- [WORK INSTRUCTIONS]: Whenever a line in the entries below contains the string "white", copy that line.

(Source data)
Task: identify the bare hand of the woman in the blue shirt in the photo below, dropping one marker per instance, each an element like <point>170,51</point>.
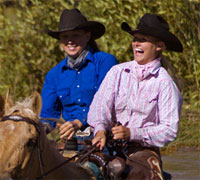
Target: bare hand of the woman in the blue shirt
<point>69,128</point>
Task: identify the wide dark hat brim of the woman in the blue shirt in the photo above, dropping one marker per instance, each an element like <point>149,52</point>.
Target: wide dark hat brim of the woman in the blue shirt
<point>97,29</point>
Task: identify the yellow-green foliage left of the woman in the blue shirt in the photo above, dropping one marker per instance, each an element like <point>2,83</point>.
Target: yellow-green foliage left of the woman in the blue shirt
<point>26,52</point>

* * *

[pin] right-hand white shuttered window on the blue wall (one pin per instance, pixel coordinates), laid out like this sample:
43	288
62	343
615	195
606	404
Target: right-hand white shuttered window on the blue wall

- [EXPECTED ANSWER]:
[pin] right-hand white shuttered window on the blue wall (one pin per instance, pixel coordinates), laid out like this sample:
Target: right-hand white shuttered window on the blue wall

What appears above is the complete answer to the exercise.